- _Text provided_:
BEGIN

Effect of interictal epileptiform discharges on EEG coherence and phase lag in patients with focal epilepsy

Document Type : Original Article

Author

Department of Clinical Neurophysiology (Neuro-Diagnostic and Research Center), Faculty of Medicine, Beni-Suef University, Egypt

Abstract

Background and Aim: Epilepsy is a network disease, and its pathological networks could be related to the interictal epileptiform discharges (IEDs). The aim is to explore the effect of IEDs on EEG functional connectivity metrics (coherence and phase lag degree) in patients with focal epilepsy. Methods: The study included 14 patients with focal epilepsy and 14 matched healthy controls. EEGs of the patients were segmented into two-second epochs: a. epochs containing IEDs, b. resting epochs with no IEDs. The selected epochs were analyzed using Fast Fourier Transform to yield four frequency bands: Delta, Theta, Alpha and Beta. Coherence and phase lag degree were computed between the EEG electrodes and were assessed at the intra-hemispheric (frontal-parietal and frontal-temporal) and inter-hemispheric (frontal, temporal and parietal) levels. The frequency of IEDs was calculated from a sixty-minute EEG recording session. Results: Patients had significant IED-related connectivity disruption in the form of higher phase lag degree at both intra-hemispheric and inter-hemispheric levels of the following frequencies: delta (P=0.022) and theta (P=0.041) at the left frontal-parietal, beta at the left frontal-temporal (P=0.009), theta at the inter-hemispheric frontal (P=0.003), delta (P=0.006), and beta (P=0.041) frequency bands at the inter-hemispheric temporal level. The frequency of IEDs correlated with phase lag degree of theta (P=0.004, r= 0.720) frequency over the right frontal-parietal level. Conclusions: Patients with focal epilepsy showed dynamic IED-related changes in EEG functional connectivity mainly demonstrated by increase of phase lag degree of delta and theta frequency over the frontal and temporal regions.

END

- _Activity 1_:
In the abstract, how many patients with focal epilepsy did the study include?
- _Activity 2_:
Condense the abstract's paragraph beginning "Background and Aim:" into a bulleted list that keeps its main facts.
- _Activity 3_:
List every frequency band that the abstract says the Fast Fourier Transform analysis yielded.
Answer from the abstract alone.

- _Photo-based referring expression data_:
BEGIN

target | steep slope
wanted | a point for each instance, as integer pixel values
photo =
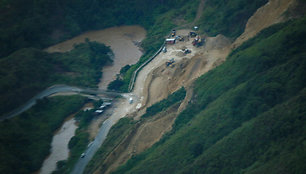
(28, 71)
(246, 115)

END

- _Result 1_:
Fourteen patients with focal epilepsy.

- _Result 2_:
- Aim: to explore how interictal epileptiform discharges (IEDs) affect EEG coherence and phase lag degree in focal epilepsy, since epilepsy is a network disease whose pathological networks may relate to IEDs.
- Participants: 14 patients with focal epilepsy and 14 matched healthy controls.
- Method: patient EEGs were cut into two-second epochs with IEDs and resting epochs without IEDs. The epochs were analyzed by Fast Fourier Transform into delta, theta, alpha and beta bands.
- Measures: coherence and phase lag degree were assessed intra-hemispherically (frontal-parietal, frontal-temporal) and inter-hemispherically (frontal, temporal, parietal). IED frequency came from a sixty-minute recording.
- Results: IEDs were linked to higher phase lag degree in these bands and regions:
  - delta (P=0.022) and theta (P=0.041) at the left frontal-parietal level
  - beta at the left frontal-temporal level (P=0.009)
  - theta at the inter-hemispheric frontal level (P=0.003)
  - delta (P=0.006) and beta (P=0.041) at the inter-hemispheric temporal level
- Correlation: IED frequency correlated with theta phase lag degree over the right frontal-parietal level (P=0.004, r=0.720).
- Conclusion: focal epilepsy showed dynamic IED-related connectivity changes, mainly increased delta and theta phase lag degree over frontal and temporal regions.

- _Result 3_:
Delta, Theta, Alpha, Beta